EXERCISES
1. Set down, word for word, the part of the multi-competence passage that opens with "Multi-competence is a" and closes with "to their repertoire.".
2. Take the passage on multi-competence further, starting after its final sentence.

TEXT PROVIDED
════════════════════
= Multi-competence =

Knowledge of multiple languages

Multi-competence is a concept in second language acquisition formulated by Vivian Cook that refers to the knowledge of more than one language in one person's mind. From the multicompetence perspective, the different languages a person speaks are seen as one connected system, rather than each language being a separate system. People who speak a second language are seen as unique multilingual individuals, rather than people who have merely attached another language to their repertoire.

The concept has been backed up by studies showing how the different languages a person learns affect each other. The phenomenon of language transfer, or the first language affecting the second, has long been known. More recent research has also shown that the second language also affects the first in various subtle ways. There is also evidence that people who learn other languages gain general cognitive benefits.
════════════════════
STORED RECORDS
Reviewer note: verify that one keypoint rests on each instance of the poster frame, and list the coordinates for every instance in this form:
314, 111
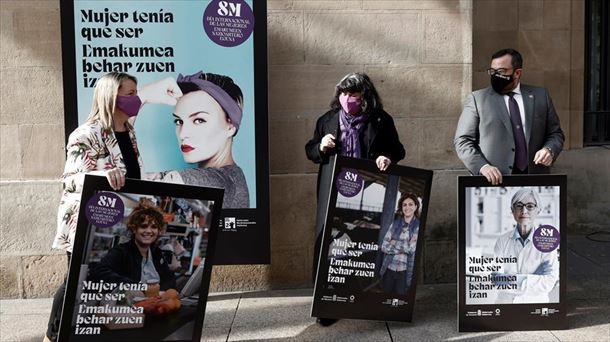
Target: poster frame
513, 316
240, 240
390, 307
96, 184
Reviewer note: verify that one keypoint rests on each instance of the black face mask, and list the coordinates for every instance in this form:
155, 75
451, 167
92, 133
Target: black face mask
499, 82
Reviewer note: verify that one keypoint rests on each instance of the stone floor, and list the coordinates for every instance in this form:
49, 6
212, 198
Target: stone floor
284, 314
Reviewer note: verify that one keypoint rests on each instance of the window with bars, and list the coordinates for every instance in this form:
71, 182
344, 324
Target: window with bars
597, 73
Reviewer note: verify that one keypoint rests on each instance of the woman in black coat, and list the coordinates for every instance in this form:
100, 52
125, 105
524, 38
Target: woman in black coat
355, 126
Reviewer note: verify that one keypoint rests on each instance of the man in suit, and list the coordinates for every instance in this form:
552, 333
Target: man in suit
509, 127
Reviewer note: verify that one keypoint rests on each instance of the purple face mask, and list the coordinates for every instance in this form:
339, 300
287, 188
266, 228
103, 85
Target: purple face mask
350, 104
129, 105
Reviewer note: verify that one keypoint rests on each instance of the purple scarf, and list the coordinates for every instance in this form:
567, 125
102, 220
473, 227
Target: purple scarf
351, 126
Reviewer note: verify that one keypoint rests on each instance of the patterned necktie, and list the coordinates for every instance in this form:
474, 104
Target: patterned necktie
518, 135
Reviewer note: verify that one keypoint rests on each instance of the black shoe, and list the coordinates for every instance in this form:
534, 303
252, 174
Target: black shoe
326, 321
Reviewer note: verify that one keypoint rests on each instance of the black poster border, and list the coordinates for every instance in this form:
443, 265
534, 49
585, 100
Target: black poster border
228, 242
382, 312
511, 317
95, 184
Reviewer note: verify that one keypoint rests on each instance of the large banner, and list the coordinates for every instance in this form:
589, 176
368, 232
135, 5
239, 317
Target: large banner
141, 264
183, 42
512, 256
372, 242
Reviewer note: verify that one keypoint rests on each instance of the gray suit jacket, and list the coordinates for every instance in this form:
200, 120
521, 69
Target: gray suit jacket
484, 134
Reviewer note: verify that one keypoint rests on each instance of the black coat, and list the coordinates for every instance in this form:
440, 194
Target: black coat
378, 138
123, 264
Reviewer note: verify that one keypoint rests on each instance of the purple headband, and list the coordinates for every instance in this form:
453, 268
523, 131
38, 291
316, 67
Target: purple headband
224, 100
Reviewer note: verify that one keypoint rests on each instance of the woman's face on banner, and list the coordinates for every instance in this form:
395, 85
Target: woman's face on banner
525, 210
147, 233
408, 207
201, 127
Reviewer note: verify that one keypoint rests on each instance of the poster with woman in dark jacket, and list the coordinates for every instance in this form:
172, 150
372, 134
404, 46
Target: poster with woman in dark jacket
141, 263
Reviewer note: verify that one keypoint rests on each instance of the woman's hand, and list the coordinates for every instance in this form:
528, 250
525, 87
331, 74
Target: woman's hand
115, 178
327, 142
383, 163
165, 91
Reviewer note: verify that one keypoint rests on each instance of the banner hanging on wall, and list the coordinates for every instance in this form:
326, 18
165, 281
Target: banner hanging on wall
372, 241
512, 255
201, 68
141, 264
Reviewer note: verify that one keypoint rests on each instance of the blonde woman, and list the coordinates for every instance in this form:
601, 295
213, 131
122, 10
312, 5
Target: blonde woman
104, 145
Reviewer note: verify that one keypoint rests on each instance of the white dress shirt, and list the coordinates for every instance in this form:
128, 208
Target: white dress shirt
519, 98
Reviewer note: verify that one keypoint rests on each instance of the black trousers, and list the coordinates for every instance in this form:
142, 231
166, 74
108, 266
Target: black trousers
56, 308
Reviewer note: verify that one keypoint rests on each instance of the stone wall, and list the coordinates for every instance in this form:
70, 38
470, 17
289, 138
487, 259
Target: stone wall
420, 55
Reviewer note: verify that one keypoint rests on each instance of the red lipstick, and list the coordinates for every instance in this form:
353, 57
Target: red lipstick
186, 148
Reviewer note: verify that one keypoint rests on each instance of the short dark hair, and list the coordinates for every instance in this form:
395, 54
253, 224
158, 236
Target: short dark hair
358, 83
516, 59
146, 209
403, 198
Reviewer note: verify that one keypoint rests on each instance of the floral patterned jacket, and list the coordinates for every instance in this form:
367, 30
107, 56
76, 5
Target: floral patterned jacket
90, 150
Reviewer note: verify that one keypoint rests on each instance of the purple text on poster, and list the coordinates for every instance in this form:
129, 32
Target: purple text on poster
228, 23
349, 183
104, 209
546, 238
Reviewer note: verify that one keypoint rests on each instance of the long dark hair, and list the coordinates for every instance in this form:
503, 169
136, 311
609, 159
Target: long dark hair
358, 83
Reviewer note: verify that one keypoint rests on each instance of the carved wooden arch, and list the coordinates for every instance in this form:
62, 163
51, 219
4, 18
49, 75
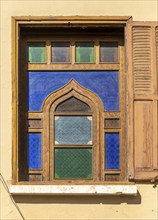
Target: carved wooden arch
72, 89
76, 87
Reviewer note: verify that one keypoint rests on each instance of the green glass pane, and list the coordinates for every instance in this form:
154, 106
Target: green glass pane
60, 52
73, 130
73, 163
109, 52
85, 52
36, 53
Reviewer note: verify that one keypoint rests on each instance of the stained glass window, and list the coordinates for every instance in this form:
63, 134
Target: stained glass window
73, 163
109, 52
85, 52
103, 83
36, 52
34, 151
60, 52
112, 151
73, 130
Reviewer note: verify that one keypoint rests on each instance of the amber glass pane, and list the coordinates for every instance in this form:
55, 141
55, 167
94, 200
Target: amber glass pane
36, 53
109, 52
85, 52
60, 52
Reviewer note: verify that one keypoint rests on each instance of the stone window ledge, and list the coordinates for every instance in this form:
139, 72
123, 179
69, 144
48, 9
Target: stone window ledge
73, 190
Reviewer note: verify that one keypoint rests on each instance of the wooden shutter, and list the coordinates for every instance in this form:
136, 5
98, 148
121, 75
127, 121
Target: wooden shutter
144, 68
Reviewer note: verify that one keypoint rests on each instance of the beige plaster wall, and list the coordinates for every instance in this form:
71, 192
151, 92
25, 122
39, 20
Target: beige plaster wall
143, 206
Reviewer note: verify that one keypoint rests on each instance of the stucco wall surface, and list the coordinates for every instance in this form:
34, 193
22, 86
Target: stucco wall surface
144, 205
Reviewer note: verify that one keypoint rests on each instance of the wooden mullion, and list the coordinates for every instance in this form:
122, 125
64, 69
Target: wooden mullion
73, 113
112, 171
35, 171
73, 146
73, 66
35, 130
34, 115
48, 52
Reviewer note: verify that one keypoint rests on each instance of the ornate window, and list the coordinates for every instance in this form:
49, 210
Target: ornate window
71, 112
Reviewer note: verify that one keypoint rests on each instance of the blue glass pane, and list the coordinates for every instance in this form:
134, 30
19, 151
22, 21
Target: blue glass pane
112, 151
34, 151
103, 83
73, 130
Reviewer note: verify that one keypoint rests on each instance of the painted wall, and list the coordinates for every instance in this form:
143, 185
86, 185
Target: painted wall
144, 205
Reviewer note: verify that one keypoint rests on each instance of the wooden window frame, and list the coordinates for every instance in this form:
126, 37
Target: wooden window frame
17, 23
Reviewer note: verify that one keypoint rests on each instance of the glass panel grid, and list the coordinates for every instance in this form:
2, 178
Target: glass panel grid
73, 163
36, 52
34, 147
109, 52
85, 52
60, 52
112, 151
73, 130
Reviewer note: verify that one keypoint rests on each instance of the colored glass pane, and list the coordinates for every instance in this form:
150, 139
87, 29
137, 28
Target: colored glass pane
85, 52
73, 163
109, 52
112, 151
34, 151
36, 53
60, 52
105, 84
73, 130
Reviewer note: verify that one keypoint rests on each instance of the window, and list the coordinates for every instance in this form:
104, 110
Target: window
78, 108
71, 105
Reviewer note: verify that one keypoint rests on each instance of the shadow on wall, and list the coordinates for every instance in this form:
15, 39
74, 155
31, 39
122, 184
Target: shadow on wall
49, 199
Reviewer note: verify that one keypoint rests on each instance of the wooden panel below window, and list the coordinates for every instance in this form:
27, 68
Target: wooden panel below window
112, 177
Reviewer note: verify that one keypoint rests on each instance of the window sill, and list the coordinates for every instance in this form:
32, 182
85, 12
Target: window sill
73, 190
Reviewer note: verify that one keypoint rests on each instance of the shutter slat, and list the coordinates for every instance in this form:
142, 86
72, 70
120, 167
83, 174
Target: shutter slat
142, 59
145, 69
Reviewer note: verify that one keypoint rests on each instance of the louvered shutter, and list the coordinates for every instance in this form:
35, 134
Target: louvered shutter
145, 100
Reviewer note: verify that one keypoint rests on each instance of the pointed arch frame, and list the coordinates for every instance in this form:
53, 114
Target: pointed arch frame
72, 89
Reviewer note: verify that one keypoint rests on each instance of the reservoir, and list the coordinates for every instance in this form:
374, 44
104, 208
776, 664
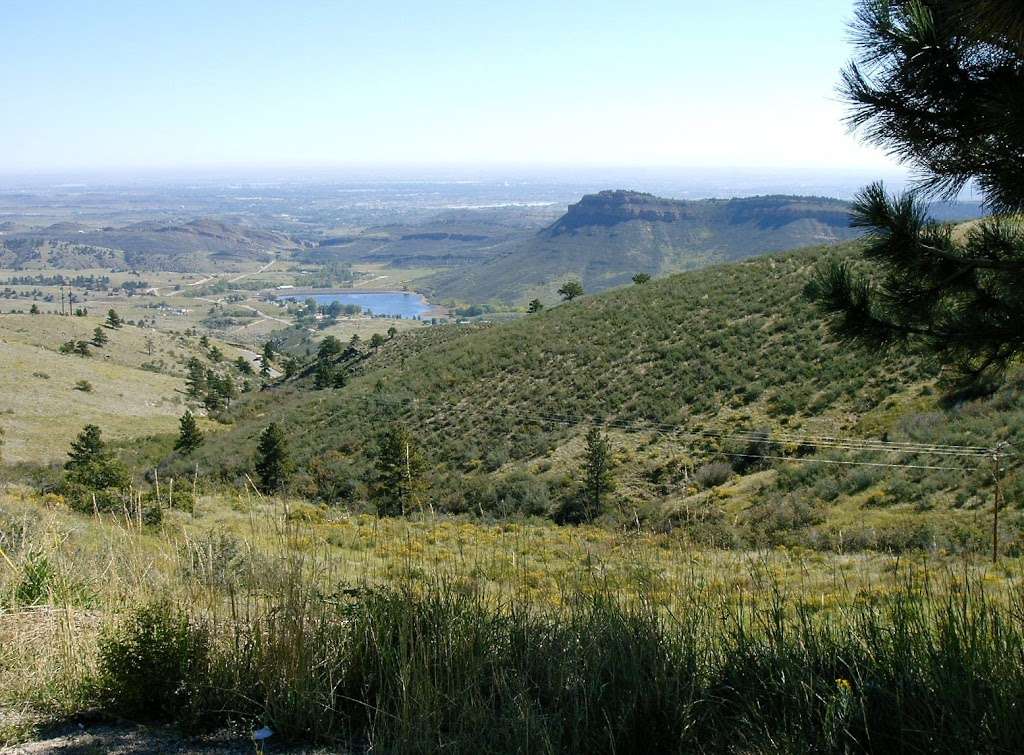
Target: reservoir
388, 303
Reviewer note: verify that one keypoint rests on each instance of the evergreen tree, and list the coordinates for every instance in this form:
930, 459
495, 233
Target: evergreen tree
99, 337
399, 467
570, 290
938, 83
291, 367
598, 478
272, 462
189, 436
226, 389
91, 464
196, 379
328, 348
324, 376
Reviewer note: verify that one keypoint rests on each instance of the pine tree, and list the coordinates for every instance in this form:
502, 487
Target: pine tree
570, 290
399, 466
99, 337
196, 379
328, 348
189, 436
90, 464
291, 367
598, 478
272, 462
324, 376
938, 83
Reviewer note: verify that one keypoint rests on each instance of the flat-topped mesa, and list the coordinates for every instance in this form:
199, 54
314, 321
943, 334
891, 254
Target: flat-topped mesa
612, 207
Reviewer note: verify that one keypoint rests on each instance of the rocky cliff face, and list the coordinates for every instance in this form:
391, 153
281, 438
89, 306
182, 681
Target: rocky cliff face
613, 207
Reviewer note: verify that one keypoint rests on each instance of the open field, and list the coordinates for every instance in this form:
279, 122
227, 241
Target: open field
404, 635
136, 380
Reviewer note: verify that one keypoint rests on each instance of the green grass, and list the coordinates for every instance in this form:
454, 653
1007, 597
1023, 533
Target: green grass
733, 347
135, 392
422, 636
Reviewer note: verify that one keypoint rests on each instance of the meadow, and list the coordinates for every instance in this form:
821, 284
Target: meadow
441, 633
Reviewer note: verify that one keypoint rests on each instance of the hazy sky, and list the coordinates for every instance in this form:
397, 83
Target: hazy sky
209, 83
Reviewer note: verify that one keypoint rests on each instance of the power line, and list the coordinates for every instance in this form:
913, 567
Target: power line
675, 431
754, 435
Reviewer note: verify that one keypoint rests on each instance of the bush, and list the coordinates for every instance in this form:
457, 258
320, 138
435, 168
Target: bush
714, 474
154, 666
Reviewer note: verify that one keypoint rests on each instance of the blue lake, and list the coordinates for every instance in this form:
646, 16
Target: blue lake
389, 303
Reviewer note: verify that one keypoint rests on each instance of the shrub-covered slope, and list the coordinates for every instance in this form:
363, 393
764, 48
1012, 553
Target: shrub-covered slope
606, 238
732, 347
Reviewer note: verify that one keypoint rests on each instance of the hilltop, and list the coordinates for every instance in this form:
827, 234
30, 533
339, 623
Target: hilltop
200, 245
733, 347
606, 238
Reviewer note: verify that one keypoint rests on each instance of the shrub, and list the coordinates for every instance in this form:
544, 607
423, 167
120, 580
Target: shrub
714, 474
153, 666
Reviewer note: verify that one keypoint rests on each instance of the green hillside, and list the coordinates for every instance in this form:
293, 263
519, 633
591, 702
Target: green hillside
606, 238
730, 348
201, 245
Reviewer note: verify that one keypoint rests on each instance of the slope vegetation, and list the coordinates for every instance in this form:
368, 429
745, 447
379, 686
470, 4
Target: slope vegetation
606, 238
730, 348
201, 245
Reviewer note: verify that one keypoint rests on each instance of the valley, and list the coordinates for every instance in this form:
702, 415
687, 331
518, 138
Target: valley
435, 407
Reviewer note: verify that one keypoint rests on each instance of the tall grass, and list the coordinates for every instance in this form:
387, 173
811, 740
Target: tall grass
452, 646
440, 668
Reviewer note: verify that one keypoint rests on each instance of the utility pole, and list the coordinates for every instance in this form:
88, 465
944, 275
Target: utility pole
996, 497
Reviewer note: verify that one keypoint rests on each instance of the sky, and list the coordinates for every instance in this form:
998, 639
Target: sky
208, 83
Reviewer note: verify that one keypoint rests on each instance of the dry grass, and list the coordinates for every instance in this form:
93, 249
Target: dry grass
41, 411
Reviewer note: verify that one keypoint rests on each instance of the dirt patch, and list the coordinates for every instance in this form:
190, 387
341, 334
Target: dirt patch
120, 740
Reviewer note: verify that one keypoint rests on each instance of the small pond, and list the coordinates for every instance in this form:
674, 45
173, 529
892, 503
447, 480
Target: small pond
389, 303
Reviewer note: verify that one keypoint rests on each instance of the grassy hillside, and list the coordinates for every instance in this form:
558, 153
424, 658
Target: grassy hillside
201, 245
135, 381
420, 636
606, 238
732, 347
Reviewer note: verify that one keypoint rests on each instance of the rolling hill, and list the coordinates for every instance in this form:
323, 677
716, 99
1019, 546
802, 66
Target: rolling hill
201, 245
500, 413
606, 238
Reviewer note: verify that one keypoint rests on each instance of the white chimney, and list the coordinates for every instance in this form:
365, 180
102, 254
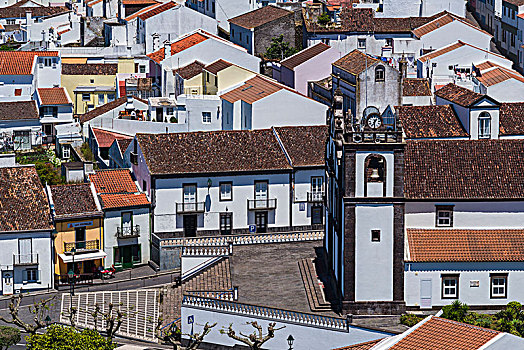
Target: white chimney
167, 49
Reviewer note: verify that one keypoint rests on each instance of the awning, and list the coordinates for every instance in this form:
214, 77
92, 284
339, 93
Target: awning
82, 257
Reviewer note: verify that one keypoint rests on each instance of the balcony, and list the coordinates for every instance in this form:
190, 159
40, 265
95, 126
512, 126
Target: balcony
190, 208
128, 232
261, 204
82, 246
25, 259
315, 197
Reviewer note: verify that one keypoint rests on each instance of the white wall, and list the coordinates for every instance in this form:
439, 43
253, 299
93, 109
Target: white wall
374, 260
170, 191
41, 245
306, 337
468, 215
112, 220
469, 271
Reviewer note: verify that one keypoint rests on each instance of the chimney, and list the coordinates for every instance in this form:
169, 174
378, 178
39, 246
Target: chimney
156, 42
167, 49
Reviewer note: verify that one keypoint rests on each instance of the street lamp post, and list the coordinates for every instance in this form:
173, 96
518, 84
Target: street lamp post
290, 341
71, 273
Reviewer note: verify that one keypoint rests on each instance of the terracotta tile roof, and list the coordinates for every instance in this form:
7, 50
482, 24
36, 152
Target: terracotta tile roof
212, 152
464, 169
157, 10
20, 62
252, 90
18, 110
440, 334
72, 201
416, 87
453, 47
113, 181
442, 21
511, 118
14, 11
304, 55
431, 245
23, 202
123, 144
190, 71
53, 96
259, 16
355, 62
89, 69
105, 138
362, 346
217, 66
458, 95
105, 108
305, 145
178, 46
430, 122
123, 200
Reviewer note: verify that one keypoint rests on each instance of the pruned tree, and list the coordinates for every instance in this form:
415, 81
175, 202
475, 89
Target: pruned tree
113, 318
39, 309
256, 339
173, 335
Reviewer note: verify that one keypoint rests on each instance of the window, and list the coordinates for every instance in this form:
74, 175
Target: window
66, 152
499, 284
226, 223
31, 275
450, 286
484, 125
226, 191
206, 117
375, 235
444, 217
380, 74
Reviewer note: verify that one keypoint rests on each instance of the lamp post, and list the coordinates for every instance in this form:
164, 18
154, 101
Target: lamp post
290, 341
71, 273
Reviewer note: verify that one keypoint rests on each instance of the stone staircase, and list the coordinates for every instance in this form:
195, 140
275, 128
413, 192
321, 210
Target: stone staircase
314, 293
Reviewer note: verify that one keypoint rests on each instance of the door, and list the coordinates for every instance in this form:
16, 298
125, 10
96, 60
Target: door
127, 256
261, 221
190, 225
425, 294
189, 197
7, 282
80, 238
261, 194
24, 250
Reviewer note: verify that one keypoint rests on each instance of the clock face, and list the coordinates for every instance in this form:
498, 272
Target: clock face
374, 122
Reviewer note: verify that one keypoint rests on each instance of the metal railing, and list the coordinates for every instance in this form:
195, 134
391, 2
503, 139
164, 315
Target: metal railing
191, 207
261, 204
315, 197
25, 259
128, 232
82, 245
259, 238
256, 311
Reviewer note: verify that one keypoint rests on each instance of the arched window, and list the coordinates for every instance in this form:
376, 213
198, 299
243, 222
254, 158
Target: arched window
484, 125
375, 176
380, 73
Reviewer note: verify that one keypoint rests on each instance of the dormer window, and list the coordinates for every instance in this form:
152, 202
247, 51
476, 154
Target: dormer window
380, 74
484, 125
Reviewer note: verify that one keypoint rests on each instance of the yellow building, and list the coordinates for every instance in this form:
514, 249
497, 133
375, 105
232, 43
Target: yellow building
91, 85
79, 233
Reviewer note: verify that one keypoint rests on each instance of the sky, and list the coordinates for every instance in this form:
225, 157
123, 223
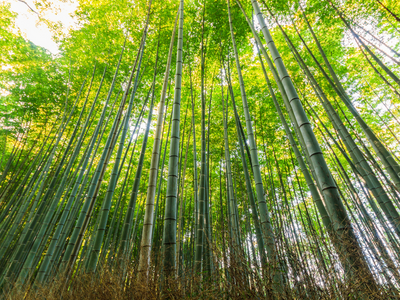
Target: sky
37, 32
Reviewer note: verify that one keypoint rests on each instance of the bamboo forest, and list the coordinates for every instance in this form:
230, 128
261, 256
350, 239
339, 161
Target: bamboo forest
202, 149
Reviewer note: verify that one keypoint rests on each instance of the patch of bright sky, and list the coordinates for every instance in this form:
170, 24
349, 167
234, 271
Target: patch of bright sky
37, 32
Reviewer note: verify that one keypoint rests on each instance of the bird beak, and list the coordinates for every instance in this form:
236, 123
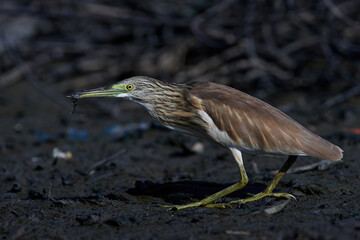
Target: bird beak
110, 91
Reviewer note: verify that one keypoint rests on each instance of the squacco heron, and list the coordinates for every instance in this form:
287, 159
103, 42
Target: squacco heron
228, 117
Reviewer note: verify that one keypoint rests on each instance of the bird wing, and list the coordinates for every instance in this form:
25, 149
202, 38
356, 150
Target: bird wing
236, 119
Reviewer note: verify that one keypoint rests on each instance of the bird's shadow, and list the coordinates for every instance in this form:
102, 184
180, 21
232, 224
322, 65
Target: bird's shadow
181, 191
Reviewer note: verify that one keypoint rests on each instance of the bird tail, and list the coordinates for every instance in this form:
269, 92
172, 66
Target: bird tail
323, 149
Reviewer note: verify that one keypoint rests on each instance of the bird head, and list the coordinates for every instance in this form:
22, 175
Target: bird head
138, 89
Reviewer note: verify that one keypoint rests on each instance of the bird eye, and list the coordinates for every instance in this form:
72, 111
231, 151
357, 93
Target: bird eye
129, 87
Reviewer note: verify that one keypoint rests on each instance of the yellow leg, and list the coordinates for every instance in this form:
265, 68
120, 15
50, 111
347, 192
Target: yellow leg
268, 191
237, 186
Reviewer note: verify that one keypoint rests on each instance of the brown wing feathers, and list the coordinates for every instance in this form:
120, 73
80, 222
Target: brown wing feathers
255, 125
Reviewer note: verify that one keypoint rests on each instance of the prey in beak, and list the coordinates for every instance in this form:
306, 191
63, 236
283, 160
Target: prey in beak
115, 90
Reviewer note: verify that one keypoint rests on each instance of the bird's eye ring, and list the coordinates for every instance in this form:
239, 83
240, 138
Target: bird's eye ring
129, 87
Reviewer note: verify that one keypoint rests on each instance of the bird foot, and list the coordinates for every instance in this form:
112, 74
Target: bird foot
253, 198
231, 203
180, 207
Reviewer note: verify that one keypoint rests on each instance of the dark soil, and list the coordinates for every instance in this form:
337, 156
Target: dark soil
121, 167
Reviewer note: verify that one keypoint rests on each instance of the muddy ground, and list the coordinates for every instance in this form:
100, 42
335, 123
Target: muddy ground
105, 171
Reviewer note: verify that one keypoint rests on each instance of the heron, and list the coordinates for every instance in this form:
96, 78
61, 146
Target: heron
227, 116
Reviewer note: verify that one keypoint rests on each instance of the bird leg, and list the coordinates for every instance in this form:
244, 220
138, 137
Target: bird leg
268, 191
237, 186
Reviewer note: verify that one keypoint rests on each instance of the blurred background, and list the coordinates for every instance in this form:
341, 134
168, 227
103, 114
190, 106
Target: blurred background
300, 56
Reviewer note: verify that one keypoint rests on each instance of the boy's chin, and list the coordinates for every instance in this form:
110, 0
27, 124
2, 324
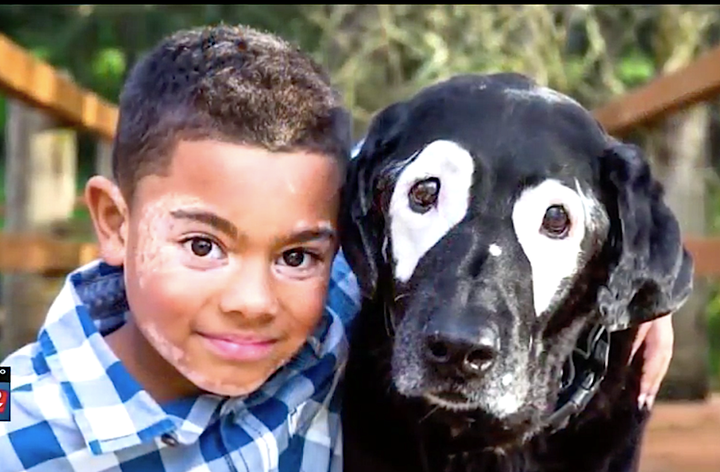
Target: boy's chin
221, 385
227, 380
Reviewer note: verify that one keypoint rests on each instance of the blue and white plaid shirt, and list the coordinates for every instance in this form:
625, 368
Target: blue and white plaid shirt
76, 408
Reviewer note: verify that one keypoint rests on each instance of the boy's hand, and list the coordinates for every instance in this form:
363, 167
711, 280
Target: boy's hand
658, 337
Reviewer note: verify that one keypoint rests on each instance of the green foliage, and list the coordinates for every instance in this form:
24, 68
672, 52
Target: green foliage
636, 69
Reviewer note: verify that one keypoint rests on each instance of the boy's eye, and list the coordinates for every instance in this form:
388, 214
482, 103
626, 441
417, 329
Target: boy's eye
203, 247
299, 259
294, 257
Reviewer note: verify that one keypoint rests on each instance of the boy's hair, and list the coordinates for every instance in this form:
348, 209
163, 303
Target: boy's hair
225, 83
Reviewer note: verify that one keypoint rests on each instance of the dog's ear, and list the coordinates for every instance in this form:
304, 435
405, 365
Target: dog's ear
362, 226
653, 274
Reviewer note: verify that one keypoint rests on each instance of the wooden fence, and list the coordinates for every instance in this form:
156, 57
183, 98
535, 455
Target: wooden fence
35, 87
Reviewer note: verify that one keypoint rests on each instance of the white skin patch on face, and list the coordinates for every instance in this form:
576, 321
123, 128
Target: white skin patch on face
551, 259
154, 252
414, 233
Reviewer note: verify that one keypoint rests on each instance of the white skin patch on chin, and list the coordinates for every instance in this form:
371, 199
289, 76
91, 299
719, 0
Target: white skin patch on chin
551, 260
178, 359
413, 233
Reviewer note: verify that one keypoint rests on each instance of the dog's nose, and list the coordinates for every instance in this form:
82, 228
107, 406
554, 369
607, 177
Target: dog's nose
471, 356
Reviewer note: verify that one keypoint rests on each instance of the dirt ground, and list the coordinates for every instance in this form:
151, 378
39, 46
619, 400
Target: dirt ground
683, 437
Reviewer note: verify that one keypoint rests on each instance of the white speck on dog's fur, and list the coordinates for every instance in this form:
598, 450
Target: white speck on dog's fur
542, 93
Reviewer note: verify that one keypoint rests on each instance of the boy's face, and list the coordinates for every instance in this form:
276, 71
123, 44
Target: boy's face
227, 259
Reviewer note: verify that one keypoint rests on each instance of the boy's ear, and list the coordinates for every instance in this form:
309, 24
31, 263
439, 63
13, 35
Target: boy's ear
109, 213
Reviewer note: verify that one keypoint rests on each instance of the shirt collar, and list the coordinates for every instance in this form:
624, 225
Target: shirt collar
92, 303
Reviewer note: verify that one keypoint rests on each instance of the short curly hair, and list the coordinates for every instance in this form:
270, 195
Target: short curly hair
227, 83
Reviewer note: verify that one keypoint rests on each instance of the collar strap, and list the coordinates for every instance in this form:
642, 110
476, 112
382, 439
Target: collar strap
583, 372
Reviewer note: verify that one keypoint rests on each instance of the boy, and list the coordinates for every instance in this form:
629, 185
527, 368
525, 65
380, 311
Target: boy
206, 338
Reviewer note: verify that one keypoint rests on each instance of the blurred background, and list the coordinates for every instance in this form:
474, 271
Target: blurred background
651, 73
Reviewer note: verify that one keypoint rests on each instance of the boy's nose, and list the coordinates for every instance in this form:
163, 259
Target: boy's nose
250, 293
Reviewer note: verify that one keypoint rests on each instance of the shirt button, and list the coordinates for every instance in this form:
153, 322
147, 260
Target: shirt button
════════════════════
RESULTS OF THE EXERCISE
1.
Multi-competence is a concept in second language acquisition formulated by Vivian Cook that refers to the knowledge of more than one language in one person's mind. From the multicompetence perspective, the different languages a person speaks are seen as one connected system, rather than each language being a separate system. People who speak a second language are seen as unique multilingual individuals, rather than people who have merely attached another language to their repertoire.

2.
Under multi-competence, the second language speaker is seen as more than the sum of the languages he speaks. This is in contrast with the assumption in much of second language research that the ideal model of a language is the monolingual native speaker. Setting the native speaker as the golden standard implies that second language speakers are somehow deficient in each language that they speak, whereas multi-competence sees them as having gained from learning a second language.

To avoid implying deficiency on the part of second language speakers, Cook prefers the term L2 user to L2 learner. An L2 user is anyone who knows a second language and uses it regularly, irrespective of their language level.

==Nature of the L2 user==
Central to Cook's argument is the way in which people's language knowledge changes when they learn a second language. He makes three main points:
- L2 users' knowledge of the second language is not the same as native speakers' knowledge of that language.
- L2 users' knowledge of their first language is not the same as that of monolingual native speakers.
- L2 users think in different ways than monolinguals.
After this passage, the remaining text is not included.